[Consigne] Recopiez le passage sur le bien et le mal en commençant par « Or le bien et » et en allant jusqu'à « DE L’AMOUR. ». Changez « Pierre » en « Paul » partout dans cette partie.

[Extrait cité]
# # # # # # #

Pour confirmer ce que nous venons de dire, quoique la chose soit assez claire par elle-même, nous ajouterons les arguments suivant :
Tout ce qui est dans la nature peut se ranger sous deux classes : des choses ou des actions.
Or le bien et le mal ne sont ni des choses, ni des actions. Donc le bien et le mal ne sont pas dans la nature.
Si le bien et le mal étaient des choses ou des actions, ils devraient avoir leur définition ; mais le bien et le mal, par exemple la bonté de Pierre et la méchanceté de Judas, n’ont pas de définition en dehors de l’essence de Pierre et de Judas, car celle-là seule existe dans la nature ; ils ne peuvent donc être définis en dehors de leur essence.
D’où il suit que le bien et le mal ne sont pas des choses ou des actions existant dans la nature.


SECONDE PARTIE : DE L’HOMME

DE L’AMOUR.

De ces trois espèces d’objets, lesquels doivent être recherchés, lesquels rejetés ?

# # # # # # #

[Lignes]

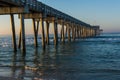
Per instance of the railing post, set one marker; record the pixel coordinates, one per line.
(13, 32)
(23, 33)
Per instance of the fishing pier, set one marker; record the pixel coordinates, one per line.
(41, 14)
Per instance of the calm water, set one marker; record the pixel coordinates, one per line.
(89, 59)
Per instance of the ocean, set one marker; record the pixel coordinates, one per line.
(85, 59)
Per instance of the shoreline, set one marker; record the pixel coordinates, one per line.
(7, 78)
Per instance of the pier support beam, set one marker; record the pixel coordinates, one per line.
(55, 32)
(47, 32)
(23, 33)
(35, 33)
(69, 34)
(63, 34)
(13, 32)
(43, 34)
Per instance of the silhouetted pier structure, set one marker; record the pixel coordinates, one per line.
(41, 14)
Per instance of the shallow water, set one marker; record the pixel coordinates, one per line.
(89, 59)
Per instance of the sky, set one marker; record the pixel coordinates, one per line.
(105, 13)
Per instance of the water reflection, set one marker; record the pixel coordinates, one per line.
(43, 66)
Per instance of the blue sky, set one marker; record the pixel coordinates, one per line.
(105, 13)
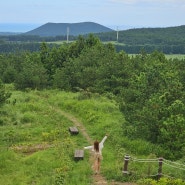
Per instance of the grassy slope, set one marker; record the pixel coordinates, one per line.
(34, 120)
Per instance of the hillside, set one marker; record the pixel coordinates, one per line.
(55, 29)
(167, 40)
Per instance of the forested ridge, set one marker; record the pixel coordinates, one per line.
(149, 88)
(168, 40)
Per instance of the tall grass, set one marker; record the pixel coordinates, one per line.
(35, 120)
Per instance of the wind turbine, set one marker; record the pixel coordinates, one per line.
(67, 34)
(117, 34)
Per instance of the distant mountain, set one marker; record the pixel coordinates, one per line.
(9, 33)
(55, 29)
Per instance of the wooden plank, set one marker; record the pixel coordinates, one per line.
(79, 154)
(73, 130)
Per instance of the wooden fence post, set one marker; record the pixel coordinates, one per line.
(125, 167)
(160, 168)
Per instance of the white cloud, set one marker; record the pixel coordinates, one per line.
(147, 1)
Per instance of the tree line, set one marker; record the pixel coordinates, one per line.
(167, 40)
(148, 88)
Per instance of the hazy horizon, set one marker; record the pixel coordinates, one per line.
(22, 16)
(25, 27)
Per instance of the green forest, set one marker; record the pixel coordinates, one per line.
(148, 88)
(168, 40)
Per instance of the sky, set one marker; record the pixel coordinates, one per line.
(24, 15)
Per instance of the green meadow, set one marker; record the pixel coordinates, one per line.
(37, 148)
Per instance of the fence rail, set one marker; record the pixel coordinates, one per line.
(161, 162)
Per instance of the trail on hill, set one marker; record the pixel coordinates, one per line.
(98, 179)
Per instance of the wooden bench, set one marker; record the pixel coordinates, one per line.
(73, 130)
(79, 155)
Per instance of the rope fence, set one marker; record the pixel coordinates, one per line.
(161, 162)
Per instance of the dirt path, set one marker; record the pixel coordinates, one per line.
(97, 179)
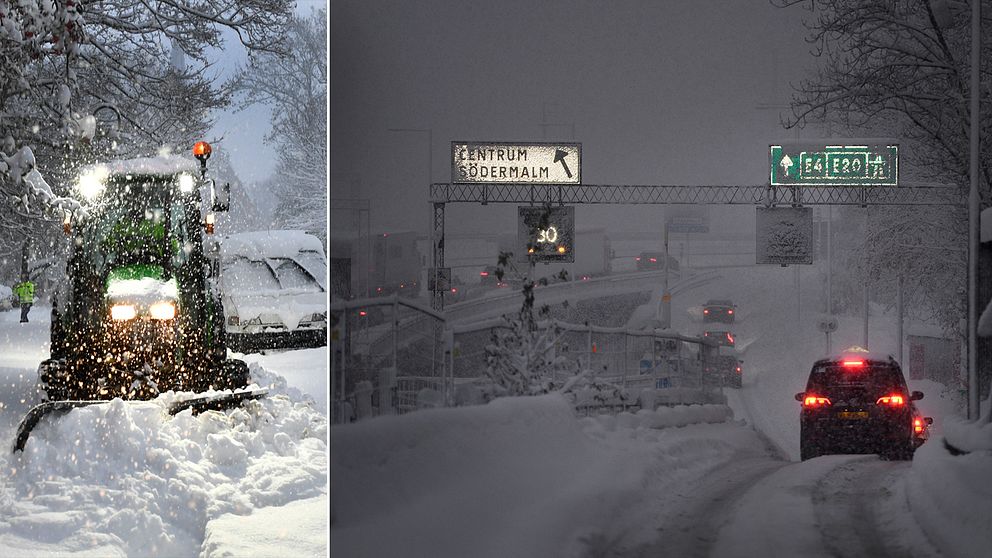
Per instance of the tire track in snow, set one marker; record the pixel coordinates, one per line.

# # # # # # #

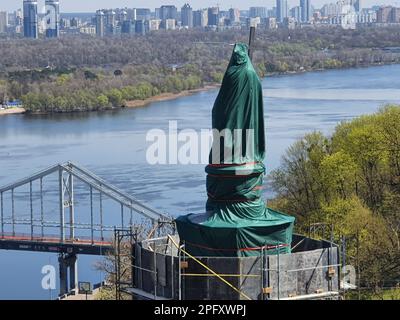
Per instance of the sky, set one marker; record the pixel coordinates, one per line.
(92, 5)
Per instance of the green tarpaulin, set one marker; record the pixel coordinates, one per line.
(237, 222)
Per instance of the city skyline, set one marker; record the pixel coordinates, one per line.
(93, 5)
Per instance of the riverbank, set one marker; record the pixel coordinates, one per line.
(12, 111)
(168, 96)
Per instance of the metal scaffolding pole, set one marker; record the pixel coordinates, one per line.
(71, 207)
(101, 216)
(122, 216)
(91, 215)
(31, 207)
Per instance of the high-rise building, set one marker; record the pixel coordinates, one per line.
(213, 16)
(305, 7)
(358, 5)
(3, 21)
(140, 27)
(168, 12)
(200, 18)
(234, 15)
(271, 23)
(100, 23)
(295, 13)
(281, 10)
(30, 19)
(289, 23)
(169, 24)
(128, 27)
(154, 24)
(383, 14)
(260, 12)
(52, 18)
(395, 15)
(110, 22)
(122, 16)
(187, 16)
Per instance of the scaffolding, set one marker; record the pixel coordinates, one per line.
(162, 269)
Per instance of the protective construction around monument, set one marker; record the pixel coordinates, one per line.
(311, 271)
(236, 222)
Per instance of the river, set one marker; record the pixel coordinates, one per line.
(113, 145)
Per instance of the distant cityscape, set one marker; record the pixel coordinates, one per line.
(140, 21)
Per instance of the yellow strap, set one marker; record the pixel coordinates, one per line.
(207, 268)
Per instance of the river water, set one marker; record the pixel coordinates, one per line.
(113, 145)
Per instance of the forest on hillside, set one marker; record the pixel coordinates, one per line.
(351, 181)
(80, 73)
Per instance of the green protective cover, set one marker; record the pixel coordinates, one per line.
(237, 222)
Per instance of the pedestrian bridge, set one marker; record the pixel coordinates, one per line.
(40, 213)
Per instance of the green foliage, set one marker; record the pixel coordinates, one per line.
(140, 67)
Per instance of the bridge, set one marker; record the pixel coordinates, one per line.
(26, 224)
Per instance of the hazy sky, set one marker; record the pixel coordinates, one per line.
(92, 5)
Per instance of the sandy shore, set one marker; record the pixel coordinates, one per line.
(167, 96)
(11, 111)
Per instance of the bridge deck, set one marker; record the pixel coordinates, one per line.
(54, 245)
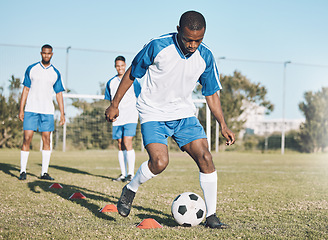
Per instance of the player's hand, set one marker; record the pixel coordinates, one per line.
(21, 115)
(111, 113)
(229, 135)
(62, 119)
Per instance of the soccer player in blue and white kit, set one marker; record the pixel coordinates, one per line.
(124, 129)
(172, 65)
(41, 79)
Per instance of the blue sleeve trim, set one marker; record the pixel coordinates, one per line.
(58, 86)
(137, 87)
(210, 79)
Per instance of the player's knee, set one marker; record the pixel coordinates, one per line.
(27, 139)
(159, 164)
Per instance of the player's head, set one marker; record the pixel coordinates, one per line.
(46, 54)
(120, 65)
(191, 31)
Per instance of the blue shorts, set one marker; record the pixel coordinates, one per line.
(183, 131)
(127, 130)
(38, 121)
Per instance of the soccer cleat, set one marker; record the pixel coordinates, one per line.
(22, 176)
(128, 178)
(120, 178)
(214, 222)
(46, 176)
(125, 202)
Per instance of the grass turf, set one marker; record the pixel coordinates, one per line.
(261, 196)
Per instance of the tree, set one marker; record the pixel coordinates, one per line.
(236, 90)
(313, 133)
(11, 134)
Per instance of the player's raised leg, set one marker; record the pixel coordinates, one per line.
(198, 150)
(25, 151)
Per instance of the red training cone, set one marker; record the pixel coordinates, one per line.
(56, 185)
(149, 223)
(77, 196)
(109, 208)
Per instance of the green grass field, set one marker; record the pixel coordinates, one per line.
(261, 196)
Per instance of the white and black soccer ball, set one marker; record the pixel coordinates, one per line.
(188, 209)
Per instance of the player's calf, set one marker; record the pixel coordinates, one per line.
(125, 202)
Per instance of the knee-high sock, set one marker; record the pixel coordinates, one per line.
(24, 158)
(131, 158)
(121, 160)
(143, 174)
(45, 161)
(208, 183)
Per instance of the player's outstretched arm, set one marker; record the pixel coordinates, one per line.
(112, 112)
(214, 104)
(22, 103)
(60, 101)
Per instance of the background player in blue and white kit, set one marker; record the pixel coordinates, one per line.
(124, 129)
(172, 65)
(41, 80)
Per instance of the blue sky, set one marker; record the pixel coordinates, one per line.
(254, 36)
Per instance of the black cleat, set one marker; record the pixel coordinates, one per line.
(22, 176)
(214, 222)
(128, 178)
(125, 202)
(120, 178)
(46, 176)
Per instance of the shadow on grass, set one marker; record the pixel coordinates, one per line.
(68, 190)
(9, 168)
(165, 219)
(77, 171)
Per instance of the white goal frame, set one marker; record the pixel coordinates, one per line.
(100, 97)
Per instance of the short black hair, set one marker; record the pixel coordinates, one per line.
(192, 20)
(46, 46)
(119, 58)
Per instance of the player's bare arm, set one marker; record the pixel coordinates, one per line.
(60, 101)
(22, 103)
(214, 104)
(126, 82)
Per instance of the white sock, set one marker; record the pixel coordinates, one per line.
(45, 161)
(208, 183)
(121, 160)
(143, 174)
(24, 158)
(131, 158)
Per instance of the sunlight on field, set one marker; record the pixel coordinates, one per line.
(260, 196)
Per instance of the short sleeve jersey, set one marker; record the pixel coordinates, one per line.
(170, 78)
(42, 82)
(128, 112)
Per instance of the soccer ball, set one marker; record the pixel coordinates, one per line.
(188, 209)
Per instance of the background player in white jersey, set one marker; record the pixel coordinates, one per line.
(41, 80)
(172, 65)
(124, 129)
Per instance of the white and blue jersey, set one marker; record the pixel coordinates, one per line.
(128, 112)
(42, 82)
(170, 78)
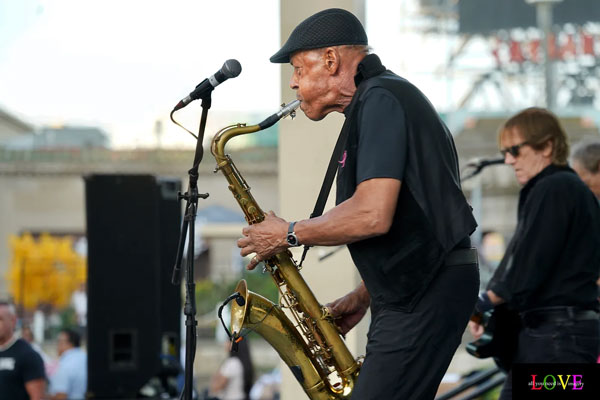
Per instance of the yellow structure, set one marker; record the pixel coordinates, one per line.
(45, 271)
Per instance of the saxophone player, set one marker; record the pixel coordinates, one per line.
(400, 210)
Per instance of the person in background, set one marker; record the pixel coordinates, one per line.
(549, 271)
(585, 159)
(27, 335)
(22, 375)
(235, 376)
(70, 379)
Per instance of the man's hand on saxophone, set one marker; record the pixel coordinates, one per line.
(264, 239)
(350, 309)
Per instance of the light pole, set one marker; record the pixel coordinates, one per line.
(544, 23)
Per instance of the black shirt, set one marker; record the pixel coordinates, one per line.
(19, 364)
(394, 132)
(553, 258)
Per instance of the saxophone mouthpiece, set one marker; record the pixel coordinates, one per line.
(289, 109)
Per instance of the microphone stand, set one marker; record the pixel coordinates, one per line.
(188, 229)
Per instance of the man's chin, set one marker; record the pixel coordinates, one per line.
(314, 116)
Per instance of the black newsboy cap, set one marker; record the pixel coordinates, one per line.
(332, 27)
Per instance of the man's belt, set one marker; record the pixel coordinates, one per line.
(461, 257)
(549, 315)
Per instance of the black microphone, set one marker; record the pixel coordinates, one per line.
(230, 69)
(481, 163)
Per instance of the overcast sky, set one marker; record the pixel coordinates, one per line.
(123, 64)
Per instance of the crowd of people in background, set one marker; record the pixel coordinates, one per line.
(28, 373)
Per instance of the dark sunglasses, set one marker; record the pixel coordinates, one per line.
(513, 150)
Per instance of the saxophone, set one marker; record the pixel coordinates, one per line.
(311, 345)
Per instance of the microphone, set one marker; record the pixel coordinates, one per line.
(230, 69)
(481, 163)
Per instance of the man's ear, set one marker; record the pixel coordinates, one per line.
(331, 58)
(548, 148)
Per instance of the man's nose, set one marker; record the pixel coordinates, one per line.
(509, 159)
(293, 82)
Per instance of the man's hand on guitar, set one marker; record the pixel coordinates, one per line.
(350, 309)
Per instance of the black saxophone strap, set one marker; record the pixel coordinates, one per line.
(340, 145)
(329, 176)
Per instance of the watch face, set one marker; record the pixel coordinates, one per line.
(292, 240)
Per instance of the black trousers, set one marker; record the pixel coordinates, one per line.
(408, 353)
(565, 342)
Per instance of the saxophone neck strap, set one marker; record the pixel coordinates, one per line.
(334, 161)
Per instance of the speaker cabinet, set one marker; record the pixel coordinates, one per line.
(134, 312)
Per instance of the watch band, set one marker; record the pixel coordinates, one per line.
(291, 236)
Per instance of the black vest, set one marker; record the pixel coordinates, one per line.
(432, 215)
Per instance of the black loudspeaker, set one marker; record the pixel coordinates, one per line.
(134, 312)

# # # # # # #

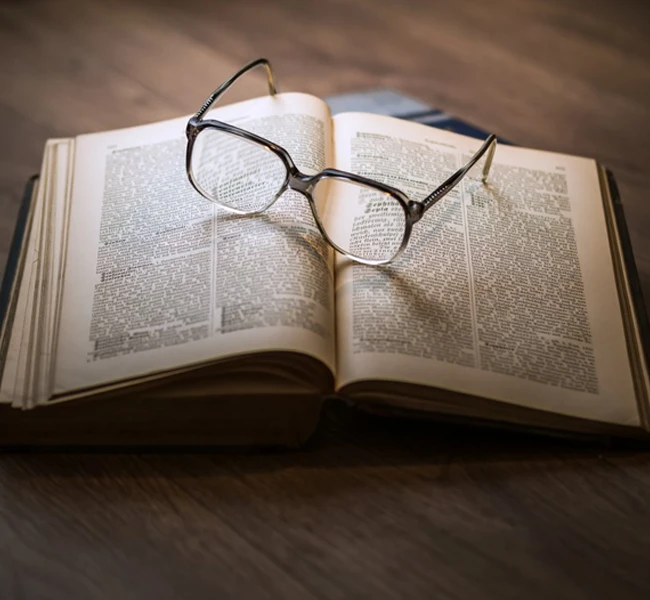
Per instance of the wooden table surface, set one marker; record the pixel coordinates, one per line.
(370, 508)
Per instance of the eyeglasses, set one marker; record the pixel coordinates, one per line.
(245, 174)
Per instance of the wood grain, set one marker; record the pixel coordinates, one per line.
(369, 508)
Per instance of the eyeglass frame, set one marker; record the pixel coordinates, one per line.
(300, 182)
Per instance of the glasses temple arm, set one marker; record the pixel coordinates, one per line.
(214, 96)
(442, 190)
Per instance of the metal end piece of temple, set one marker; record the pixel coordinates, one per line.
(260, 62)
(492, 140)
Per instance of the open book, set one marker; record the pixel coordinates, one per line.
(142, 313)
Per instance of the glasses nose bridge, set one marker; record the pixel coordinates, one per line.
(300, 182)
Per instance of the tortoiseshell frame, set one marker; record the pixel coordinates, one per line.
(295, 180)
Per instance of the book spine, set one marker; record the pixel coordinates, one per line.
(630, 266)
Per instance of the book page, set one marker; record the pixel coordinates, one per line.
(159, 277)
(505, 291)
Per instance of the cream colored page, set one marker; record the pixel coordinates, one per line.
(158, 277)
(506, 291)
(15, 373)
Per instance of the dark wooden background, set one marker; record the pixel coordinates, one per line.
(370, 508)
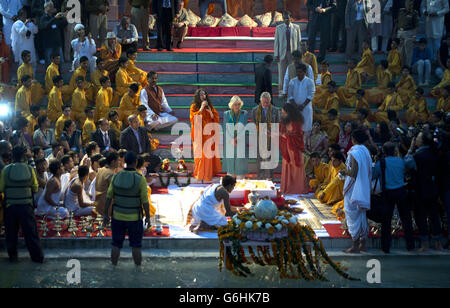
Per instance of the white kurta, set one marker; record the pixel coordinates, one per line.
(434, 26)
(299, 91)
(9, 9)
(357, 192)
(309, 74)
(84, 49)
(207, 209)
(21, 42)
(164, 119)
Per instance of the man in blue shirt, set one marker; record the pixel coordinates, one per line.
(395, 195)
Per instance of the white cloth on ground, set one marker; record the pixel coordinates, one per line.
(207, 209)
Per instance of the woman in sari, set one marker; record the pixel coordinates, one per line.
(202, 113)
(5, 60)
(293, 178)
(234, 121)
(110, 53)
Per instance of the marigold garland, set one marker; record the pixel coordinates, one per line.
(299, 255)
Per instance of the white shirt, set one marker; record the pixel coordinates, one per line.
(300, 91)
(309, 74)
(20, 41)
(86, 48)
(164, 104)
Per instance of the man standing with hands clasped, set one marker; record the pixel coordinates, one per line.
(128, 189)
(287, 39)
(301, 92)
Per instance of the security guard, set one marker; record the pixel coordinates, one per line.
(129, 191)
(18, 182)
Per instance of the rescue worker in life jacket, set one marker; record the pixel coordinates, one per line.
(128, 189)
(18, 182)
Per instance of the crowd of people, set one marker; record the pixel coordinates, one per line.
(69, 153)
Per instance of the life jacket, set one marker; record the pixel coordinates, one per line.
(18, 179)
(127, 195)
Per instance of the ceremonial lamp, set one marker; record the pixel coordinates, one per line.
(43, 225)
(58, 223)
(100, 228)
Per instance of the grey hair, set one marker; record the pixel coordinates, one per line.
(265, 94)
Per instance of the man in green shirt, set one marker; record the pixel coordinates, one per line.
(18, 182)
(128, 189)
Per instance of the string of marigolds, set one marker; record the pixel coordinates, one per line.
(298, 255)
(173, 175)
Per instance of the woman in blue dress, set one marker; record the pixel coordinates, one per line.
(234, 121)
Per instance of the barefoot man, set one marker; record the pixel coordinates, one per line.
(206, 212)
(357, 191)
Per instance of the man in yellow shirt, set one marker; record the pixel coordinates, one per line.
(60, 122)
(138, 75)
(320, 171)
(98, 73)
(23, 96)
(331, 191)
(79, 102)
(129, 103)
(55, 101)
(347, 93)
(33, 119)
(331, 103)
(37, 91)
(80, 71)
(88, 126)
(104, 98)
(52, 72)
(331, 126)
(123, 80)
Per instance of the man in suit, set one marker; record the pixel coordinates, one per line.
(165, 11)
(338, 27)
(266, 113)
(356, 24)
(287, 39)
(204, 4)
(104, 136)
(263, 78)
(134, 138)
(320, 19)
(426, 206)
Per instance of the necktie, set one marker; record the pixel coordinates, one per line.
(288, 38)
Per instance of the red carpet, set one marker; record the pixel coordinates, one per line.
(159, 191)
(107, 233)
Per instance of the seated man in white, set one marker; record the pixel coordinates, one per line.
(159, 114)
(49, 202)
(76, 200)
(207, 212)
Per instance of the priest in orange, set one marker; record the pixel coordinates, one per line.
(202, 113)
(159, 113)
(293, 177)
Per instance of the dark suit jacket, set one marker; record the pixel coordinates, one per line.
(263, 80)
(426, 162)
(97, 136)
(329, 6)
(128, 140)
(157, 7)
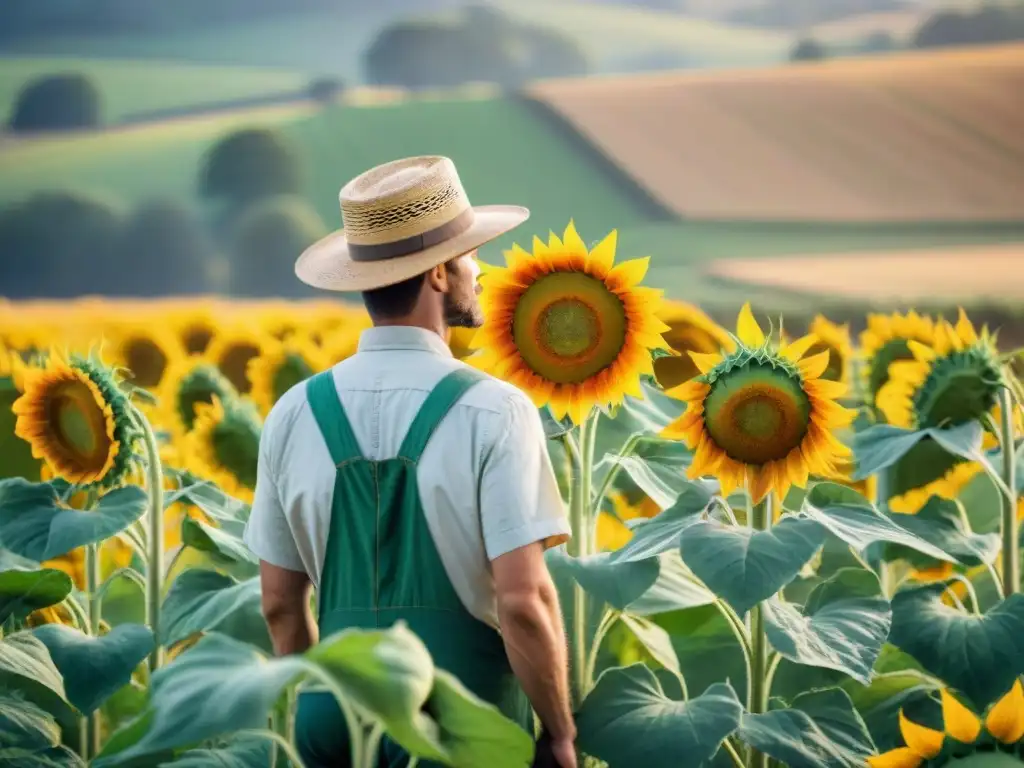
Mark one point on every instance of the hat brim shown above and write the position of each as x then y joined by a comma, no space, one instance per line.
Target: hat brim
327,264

# # # # # # #

[Résultat ci-dessous]
Or le bien et le mal ne sont ni des choses, ni des actions. Donc le bien et le mal ne sont pas dans la nature.
Si le bien et le mal étaient des choses ou des actions, ils devraient avoir leur définition ; mais le bien et le mal, par exemple la bonté de Paul et la méchanceté de Judas, n’ont pas de définition en dehors de l’essence de Paul et de Judas, car celle-là seule existe dans la nature ; ils ne peuvent donc être définis en dehors de leur essence.
D’où il suit que le bien et le mal ne sont pas des choses ou des actions existant dans la nature.


SECONDE PARTIE : DE L’HOMME

DE L’AMOUR.